▸ **TO DO**
Any picture in the data below gets skipped; print all the rest exactly.

· · · · · · ·

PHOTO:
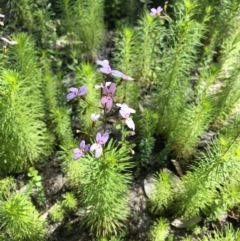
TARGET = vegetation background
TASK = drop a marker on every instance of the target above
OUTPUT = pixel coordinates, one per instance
(186, 91)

· · · · · · ·

▸ **RESULT**
PHOTO:
TARGET = vegetation background
TASK = drop a marker on every instance of the target above
OUTPUT = pixel coordinates, one per instance
(186, 91)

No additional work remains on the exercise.